▶ [AIM] Could you copy, word for word, only the lines from the one containing "Put one marker on each instance of the trash pile" through the last line of the records below, both included?

▶ [RECORDS FOR THIS TASK]
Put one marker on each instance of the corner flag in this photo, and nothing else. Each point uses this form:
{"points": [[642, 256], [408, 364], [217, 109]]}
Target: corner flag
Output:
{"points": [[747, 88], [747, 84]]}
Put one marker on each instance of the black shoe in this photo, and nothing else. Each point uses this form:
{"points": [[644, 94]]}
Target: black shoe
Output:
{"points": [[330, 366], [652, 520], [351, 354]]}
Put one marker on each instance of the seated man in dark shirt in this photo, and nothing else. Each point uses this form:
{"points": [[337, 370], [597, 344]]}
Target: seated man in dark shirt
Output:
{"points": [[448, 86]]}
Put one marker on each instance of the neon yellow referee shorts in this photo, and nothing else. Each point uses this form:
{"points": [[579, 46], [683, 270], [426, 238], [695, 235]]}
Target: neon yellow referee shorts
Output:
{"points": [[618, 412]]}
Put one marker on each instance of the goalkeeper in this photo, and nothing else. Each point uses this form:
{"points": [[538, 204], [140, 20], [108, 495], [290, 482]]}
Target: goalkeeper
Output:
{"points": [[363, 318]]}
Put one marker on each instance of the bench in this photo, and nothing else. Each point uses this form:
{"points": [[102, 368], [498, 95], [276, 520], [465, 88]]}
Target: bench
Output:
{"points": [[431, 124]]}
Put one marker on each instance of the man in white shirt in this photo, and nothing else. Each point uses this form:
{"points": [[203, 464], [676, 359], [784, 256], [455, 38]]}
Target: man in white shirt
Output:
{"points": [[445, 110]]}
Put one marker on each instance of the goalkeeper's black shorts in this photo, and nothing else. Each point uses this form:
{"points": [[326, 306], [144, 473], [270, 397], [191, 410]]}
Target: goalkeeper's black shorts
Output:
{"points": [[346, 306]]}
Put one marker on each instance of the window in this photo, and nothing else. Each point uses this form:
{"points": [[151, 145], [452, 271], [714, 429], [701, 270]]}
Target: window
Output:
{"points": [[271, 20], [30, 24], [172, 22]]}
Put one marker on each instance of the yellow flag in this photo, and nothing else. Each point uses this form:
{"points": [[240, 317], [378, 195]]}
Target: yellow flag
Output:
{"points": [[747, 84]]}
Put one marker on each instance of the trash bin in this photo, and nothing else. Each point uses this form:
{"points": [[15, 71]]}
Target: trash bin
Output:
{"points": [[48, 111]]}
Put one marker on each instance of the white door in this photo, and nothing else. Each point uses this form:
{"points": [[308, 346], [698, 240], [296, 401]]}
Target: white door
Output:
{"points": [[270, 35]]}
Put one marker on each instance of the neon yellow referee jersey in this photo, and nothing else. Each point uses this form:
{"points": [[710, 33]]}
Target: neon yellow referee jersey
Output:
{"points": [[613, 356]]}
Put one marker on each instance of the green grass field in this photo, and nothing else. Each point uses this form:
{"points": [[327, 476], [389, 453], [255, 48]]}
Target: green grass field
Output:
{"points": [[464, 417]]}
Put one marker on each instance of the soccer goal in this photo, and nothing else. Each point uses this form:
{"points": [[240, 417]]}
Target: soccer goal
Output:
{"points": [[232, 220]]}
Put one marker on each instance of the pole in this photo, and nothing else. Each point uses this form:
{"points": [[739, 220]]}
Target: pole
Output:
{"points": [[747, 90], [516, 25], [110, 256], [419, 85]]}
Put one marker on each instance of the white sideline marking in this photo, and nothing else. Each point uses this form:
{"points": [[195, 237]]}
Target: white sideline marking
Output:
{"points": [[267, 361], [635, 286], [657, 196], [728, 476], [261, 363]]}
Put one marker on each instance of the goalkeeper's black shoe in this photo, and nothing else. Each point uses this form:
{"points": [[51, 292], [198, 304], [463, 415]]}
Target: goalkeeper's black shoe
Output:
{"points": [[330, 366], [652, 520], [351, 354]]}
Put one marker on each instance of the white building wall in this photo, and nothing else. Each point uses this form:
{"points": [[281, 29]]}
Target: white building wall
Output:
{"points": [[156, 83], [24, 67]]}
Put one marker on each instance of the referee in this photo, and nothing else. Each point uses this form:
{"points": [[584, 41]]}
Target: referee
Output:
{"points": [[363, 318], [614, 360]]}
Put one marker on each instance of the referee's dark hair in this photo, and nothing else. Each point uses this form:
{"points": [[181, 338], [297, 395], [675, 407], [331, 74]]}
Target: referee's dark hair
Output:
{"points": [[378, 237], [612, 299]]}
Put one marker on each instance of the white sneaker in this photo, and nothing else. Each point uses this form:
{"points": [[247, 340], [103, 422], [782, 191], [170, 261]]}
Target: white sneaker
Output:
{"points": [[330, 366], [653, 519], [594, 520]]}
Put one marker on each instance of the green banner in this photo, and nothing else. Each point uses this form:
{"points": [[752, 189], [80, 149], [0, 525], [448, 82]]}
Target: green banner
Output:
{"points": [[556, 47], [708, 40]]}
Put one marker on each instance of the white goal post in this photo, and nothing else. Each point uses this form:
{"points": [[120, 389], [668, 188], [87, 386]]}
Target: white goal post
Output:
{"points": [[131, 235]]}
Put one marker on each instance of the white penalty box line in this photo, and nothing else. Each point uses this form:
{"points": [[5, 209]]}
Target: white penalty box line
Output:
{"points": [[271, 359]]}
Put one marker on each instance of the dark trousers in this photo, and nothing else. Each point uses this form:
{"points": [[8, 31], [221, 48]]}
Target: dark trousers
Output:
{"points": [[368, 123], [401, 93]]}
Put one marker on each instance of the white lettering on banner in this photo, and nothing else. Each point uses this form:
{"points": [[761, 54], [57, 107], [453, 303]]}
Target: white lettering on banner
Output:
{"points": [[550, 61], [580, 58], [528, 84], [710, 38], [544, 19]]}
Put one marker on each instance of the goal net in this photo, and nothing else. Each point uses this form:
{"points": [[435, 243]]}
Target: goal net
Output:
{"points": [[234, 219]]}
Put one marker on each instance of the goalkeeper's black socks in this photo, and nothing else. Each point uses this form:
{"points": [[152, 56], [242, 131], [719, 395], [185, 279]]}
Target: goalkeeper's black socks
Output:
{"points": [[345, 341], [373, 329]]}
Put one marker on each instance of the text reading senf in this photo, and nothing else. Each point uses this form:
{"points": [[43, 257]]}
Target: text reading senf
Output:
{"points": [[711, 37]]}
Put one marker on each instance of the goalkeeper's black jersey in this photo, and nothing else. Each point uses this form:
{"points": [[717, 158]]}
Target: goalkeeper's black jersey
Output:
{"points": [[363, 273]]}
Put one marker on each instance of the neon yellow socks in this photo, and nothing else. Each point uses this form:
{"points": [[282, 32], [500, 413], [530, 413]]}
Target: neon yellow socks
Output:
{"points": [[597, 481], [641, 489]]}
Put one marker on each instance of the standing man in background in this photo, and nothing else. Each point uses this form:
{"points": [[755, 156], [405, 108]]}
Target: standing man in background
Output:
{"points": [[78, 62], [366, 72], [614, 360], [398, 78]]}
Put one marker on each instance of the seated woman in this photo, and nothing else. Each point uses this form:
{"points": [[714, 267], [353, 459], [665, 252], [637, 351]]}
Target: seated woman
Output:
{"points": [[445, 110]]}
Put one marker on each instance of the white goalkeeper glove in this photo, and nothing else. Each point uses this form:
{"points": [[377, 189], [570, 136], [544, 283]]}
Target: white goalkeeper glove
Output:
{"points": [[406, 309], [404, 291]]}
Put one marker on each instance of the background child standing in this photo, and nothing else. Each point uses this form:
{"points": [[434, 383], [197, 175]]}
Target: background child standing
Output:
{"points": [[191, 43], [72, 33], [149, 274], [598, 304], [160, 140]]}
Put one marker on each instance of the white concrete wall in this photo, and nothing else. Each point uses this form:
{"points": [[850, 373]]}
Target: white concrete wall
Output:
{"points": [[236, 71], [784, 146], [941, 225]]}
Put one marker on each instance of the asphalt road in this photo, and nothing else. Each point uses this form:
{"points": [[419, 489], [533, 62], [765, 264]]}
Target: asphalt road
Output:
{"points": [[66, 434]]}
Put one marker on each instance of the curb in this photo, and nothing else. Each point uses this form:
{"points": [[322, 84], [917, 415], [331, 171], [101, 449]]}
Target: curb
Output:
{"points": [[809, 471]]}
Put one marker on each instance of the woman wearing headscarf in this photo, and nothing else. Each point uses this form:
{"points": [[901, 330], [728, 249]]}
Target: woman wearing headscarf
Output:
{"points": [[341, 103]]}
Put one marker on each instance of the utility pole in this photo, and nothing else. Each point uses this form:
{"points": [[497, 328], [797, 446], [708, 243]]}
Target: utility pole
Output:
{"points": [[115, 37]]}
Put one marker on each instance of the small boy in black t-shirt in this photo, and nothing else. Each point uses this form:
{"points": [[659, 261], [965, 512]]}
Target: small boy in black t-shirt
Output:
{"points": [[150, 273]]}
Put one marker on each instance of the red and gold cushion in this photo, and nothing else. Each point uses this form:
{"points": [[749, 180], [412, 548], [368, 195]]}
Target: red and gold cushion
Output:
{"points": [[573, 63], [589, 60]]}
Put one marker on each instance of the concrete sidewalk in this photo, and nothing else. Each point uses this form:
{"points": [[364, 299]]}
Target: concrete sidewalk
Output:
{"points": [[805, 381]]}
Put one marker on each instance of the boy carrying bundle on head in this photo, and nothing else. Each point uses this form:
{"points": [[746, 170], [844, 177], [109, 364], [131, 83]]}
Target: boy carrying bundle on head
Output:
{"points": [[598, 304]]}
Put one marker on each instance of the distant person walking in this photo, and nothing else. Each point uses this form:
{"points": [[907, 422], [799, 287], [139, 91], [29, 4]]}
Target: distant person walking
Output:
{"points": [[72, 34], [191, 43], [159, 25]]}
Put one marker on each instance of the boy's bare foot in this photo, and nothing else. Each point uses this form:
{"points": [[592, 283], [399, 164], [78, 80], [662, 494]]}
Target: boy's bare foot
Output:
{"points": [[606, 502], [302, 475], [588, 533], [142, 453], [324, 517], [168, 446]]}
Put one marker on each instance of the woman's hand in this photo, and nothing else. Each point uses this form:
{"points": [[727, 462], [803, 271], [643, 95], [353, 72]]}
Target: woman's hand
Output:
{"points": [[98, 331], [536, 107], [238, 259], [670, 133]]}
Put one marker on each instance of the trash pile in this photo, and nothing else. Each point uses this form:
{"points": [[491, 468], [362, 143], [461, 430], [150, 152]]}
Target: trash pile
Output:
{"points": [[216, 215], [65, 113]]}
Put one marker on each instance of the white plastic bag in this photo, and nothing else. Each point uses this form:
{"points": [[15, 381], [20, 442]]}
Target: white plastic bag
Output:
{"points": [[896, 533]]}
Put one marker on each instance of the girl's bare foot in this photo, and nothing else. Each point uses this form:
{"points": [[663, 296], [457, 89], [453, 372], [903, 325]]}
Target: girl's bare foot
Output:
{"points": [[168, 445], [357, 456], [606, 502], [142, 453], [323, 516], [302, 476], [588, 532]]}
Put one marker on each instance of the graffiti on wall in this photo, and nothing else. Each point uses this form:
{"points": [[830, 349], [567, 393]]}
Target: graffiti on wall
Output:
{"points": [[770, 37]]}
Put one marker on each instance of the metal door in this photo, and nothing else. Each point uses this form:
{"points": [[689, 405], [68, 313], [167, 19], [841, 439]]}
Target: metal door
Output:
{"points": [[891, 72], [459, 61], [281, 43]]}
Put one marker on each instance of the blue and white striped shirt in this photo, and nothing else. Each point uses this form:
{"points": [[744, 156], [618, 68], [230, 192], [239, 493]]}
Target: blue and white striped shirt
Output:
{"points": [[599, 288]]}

▶ [ANSWER TO THE TASK]
Put one marker on each instance of the trash pile in this photo, and nothing else. Each point uses this form:
{"points": [[491, 468], [362, 143], [461, 430], [150, 152]]}
Target: trash pile
Output:
{"points": [[216, 215], [65, 113]]}
Put one marker on each instance of the white plastic bag in this photo, and nothing else. Each point uses this form:
{"points": [[15, 381], [20, 442]]}
Target: white plastic bag
Output:
{"points": [[896, 533]]}
Put one marker on each instance of the girl's bare foot in this photo, and nothing else. Each point uses this form:
{"points": [[663, 296], [457, 89], [453, 372], [903, 325]]}
Target: girl's bare foot
Output:
{"points": [[168, 445], [357, 456], [606, 502], [142, 453], [323, 516], [302, 476], [588, 532]]}
Put one marker on each instance of the graffiti on wall in this photo, and nothing else. Each point uses this form:
{"points": [[830, 349], [567, 393]]}
Target: graffiti on wall
Output:
{"points": [[770, 37]]}
Put one marker on each instance of the metal door in this photo, and nothing else. Each point uses this form:
{"points": [[689, 405], [68, 313], [167, 19], [841, 439]]}
Target: metal door
Output:
{"points": [[891, 72], [459, 61], [281, 43]]}
Put one marker on each instance of the blue and white striped shirt in this photo, and nothing else. Each point uses this form:
{"points": [[744, 156], [618, 68], [230, 192], [239, 493]]}
Target: blue and white striped shirt
Output:
{"points": [[599, 288]]}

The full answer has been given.